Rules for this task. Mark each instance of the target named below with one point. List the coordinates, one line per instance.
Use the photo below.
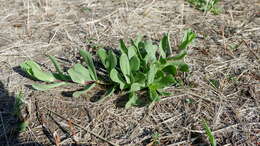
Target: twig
(96, 135)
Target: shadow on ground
(10, 122)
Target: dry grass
(227, 49)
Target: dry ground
(227, 49)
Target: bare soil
(227, 49)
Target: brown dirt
(226, 49)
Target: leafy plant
(19, 101)
(141, 67)
(206, 5)
(209, 133)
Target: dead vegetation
(226, 50)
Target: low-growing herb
(140, 66)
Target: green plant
(142, 66)
(19, 101)
(206, 5)
(155, 139)
(209, 133)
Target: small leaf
(165, 46)
(108, 93)
(134, 63)
(115, 77)
(123, 47)
(131, 51)
(214, 83)
(151, 51)
(79, 74)
(153, 95)
(43, 76)
(88, 59)
(209, 133)
(112, 60)
(188, 37)
(22, 126)
(125, 67)
(86, 89)
(103, 57)
(171, 69)
(34, 70)
(163, 82)
(43, 87)
(151, 74)
(56, 64)
(133, 100)
(182, 66)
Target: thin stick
(96, 135)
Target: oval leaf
(103, 57)
(79, 74)
(88, 59)
(171, 69)
(43, 87)
(125, 67)
(115, 77)
(134, 63)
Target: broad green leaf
(188, 37)
(165, 45)
(116, 77)
(123, 47)
(112, 60)
(79, 74)
(88, 59)
(209, 133)
(214, 83)
(43, 76)
(163, 82)
(103, 57)
(86, 89)
(141, 49)
(135, 87)
(131, 51)
(151, 74)
(171, 69)
(153, 95)
(125, 67)
(138, 39)
(179, 56)
(134, 63)
(135, 44)
(159, 74)
(163, 93)
(19, 101)
(43, 87)
(34, 70)
(133, 100)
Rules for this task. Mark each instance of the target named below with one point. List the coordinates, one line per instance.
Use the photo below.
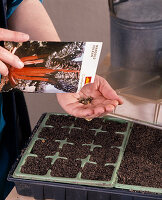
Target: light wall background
(75, 20)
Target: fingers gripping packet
(52, 67)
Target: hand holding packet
(52, 67)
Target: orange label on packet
(88, 80)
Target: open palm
(104, 100)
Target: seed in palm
(85, 101)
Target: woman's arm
(31, 17)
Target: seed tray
(68, 136)
(141, 163)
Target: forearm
(31, 18)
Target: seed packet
(52, 67)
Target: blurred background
(75, 20)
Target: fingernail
(6, 73)
(21, 64)
(25, 36)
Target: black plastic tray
(67, 191)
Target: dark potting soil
(54, 133)
(108, 139)
(97, 172)
(36, 165)
(45, 147)
(104, 155)
(60, 119)
(66, 168)
(93, 124)
(81, 136)
(142, 158)
(114, 126)
(74, 151)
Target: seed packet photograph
(52, 67)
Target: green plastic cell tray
(77, 180)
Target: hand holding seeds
(93, 100)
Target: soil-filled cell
(97, 172)
(114, 126)
(63, 120)
(108, 139)
(74, 151)
(81, 136)
(104, 155)
(36, 165)
(142, 159)
(54, 133)
(93, 124)
(66, 168)
(45, 147)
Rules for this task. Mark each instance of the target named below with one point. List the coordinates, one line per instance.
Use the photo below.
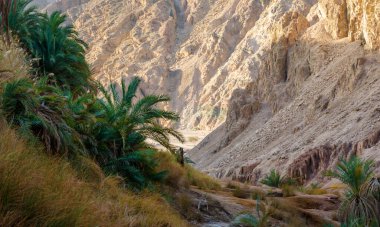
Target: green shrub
(273, 179)
(360, 202)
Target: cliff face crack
(313, 162)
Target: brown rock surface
(283, 83)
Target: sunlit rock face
(280, 81)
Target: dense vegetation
(361, 202)
(59, 106)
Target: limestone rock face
(364, 16)
(283, 84)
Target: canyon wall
(283, 84)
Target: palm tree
(360, 202)
(120, 131)
(22, 19)
(60, 52)
(133, 123)
(56, 49)
(40, 113)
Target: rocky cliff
(291, 85)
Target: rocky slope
(290, 85)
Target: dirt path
(218, 208)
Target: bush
(201, 180)
(360, 202)
(274, 179)
(53, 193)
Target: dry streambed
(211, 208)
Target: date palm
(128, 124)
(40, 113)
(60, 53)
(360, 201)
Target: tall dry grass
(37, 190)
(13, 63)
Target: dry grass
(192, 139)
(12, 62)
(176, 176)
(201, 180)
(37, 190)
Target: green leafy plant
(274, 179)
(360, 202)
(39, 112)
(56, 49)
(249, 220)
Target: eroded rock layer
(283, 83)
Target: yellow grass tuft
(37, 190)
(12, 61)
(201, 180)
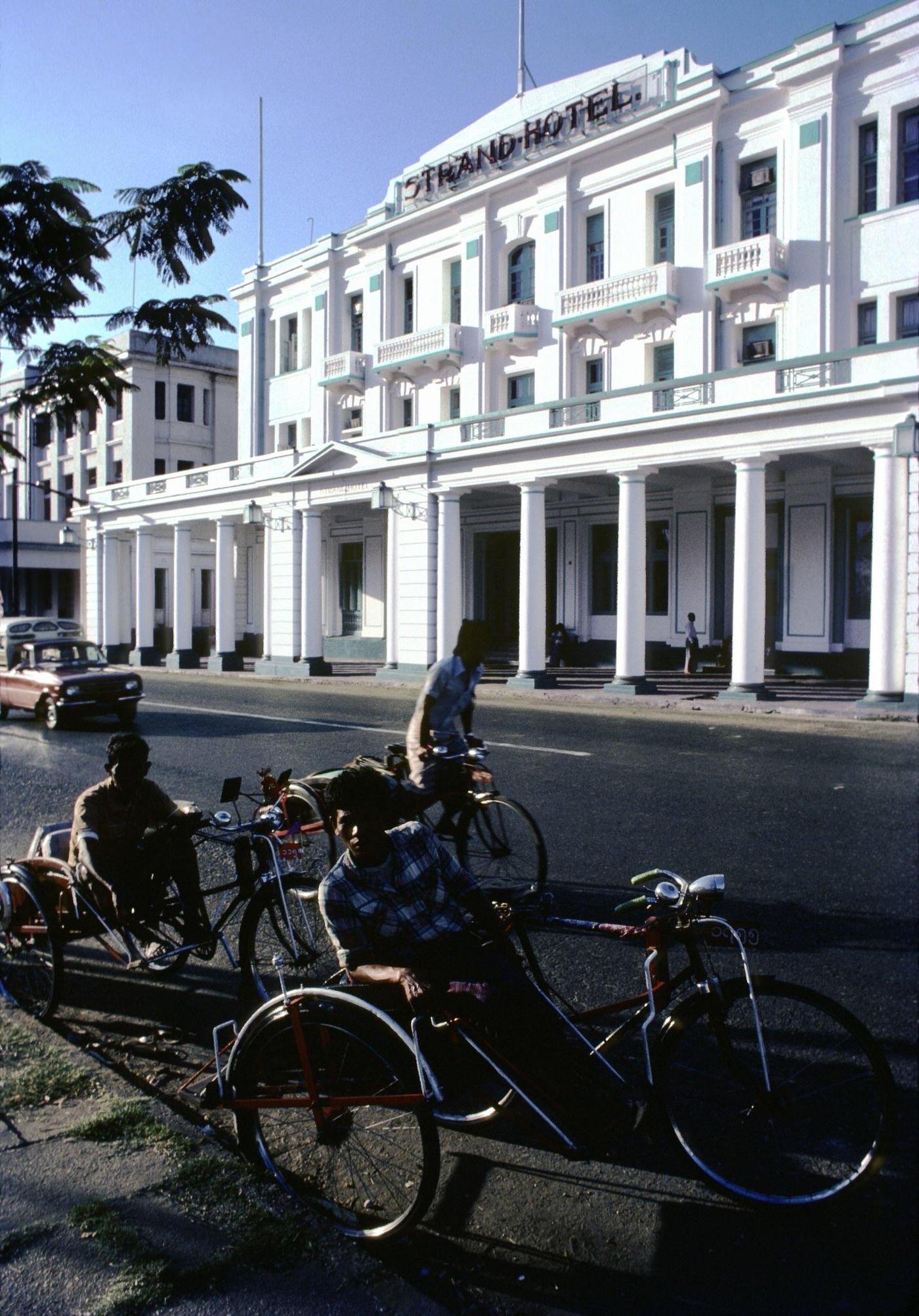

————————

Short task - Pull out each line of the material above that contains the word "soil", and copy those lines unchanged.

Correct response -
Target: bare soil
Target: dark potting soil
Target: soil-filled cell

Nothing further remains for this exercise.